== TASK REQUIREMENTS ==
Print every line of the listing exactly, please.

== DATASET ROWS ==
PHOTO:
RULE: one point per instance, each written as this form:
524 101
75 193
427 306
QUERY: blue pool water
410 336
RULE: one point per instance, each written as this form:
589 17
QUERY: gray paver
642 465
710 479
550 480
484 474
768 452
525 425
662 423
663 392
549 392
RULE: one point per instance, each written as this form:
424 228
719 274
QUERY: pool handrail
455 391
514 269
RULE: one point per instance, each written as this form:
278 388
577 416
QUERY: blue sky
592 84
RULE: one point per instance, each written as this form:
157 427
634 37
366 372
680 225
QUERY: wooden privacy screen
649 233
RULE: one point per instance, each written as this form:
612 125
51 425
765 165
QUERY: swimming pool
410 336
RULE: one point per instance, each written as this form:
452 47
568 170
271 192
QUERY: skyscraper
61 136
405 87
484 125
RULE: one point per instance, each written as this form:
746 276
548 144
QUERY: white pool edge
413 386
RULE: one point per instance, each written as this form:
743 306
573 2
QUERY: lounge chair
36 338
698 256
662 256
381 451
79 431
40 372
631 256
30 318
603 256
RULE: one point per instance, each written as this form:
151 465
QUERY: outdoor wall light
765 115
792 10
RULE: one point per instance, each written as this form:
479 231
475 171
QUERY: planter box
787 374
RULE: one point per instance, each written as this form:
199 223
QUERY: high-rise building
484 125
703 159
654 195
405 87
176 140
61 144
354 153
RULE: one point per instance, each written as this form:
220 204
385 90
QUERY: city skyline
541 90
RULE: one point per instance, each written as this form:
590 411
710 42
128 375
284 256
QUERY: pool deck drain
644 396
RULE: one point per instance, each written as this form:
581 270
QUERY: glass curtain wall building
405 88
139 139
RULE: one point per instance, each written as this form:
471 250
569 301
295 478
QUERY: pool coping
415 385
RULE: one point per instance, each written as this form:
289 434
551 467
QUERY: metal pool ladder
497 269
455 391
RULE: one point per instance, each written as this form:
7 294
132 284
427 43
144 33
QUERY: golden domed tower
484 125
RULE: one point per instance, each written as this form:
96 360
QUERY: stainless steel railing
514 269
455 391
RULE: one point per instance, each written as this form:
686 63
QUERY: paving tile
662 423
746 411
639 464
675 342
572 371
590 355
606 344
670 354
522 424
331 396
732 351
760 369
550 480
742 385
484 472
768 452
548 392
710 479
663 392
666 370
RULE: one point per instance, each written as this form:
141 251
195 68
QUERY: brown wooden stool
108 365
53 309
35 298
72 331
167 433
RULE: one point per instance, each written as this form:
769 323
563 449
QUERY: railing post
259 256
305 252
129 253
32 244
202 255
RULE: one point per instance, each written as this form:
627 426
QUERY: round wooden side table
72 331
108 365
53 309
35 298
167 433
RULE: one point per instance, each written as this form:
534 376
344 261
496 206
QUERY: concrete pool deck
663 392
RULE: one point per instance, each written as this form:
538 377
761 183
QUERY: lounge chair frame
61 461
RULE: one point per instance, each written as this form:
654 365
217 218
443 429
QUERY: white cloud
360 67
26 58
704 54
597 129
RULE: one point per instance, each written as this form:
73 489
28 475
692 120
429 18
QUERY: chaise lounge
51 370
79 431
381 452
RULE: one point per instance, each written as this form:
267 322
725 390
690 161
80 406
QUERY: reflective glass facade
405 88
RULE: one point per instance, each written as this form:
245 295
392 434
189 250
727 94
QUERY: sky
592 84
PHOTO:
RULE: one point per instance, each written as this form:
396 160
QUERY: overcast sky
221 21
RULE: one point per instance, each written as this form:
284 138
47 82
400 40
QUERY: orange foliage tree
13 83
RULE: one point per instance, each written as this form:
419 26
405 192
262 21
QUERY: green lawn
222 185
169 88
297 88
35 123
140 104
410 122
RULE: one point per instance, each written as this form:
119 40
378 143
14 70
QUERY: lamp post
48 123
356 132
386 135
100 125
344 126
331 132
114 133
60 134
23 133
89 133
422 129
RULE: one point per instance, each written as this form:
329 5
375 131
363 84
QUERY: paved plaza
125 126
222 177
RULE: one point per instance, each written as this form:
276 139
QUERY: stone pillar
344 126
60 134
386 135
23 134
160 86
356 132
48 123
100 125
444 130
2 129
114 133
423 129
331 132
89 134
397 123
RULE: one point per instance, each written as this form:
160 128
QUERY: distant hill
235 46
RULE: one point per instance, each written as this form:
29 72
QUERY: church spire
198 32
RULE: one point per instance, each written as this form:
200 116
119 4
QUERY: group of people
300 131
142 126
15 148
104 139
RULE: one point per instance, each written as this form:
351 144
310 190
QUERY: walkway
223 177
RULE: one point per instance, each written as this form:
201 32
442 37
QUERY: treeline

== EXERCISE ANSWER ==
PHOTO:
RULE: one point per instance, each written as this form:
524 101
75 193
427 306
QUERY: blue pool water
410 336
RULE: one point per instance, each written as this form:
589 17
QUERY: gray paver
642 465
710 479
550 480
484 474
768 452
525 425
662 423
663 392
549 392
RULE: one point per instance, each written as this form:
424 228
719 274
QUERY: pool handrail
455 391
514 269
RULE: one point per instance, each written as this form:
278 388
577 416
QUERY: blue sky
592 84
RULE: one point per instance, each written as this form:
157 427
634 37
366 372
680 225
QUERY: wooden privacy screen
649 233
RULE: one point per instance, each written as this form:
612 125
51 425
765 165
QUERY: swimming pool
410 336
RULE: one point per instance, each written as this form:
452 47
568 170
271 192
QUERY: skyscraper
61 136
405 87
484 125
RULE: one point per instance, each written as this form:
746 276
548 144
QUERY: white pool edge
413 386
RULE: one point per instance, each written as this form:
743 306
573 2
QUERY: lounge chair
36 338
698 256
662 256
381 451
79 431
40 372
631 256
30 318
603 256
RULE: one point per instance, each written as this form:
151 465
QUERY: outdoor wall light
765 115
792 10
RULE: one point per instance, each written as this form:
479 231
475 171
QUERY: planter box
787 374
RULE: one point per instance, each written as this form:
199 223
QUERY: high-rise building
484 125
703 159
654 195
405 87
176 140
61 144
354 153
RULE: one point per instance, each written as this form:
220 204
385 90
QUERY: city skyline
541 90
RULE: one point per instance, each written as this form:
590 411
710 42
128 375
284 256
QUERY: pool deck drain
644 396
RULE: one point per instance, each written as this form:
581 270
QUERY: glass curtain wall building
405 88
139 139
RULE: one point per instance, each written as this form:
471 250
569 301
295 478
QUERY: pool coping
415 385
RULE: one point per instance, each written as this form:
289 434
551 467
QUERY: metal pool ladder
497 269
455 391
RULE: one point per instance, each written as this form:
7 294
132 284
427 43
144 33
QUERY: golden domed tower
484 125
RULE: one point per instance, each written as this form:
96 360
QUERY: stainless steel railing
514 269
455 391
RULE: one point per instance, each written as this form:
686 63
QUERY: paving tile
662 423
746 411
639 464
675 342
572 371
590 355
606 344
670 354
522 424
331 396
732 351
760 369
550 480
742 385
484 472
768 452
548 392
710 479
663 392
666 370
RULE: one point per instance, each written as this form:
141 251
195 68
QUERY: brown wooden stool
108 365
53 309
35 298
72 331
167 433
RULE: one point per instance, each written as this form:
769 323
563 449
QUERY: railing post
259 256
305 252
129 253
32 244
202 255
RULE: one point per instance, each written as this form:
627 426
QUERY: round wooden side table
72 331
108 365
53 309
35 298
167 433
RULE: one point per instance, each written as this form:
534 376
344 261
496 206
QUERY: concrete pool deck
663 392
RULE: one point per instance, each written as this form:
538 377
761 183
QUERY: lounge chair frame
61 461
RULE: one point per instance, each written as this form:
654 365
217 218
443 429
QUERY: white cloud
360 67
26 58
704 54
597 129
RULE: one point per instance, each written as this form:
73 489
28 475
692 120
429 18
QUERY: chaise lounge
51 370
79 431
381 452
RULE: one point per instance, each written as this form:
267 322
725 390
690 161
80 406
QUERY: reflective glass facade
405 88
RULE: one point per instance, each written as this form:
245 295
392 434
189 250
727 94
QUERY: sky
592 84
PHOTO:
RULE: one point per instance, each written as this form:
396 160
QUERY: overcast sky
221 21
RULE: one point per instance, each written as this form:
284 138
47 82
400 40
QUERY: orange foliage tree
13 83
RULE: one point per instance, each written as this form:
419 26
405 192
262 21
QUERY: green lawn
222 185
169 88
297 88
35 123
140 104
410 122
RULE: one point per instance, each written as this form:
119 40
378 143
14 70
QUERY: lamp post
48 123
356 132
386 135
100 125
344 126
331 132
114 133
60 134
23 133
89 133
422 129
RULE: one point per instance, each written as this form:
329 5
375 131
363 84
QUERY: paved plaza
125 126
222 177
RULE: one point per instance, each written as this form:
276 139
QUERY: stone pillar
344 126
60 134
386 135
23 134
160 86
356 132
48 123
100 125
444 130
2 129
114 133
423 129
331 132
89 134
397 123
RULE: one point per instance, each written as this form:
160 128
QUERY: distant hill
235 46
RULE: one point per instance, each written as this form:
29 72
QUERY: church spire
198 32
RULE: one point per instance, each written as this form:
200 116
119 4
QUERY: group of people
300 131
142 126
15 148
104 139
RULE: one point per instance, each written as this form:
351 144
310 190
QUERY: walkway
223 177
RULE: one point per instance, each written as this form:
201 32
442 37
QUERY: treeline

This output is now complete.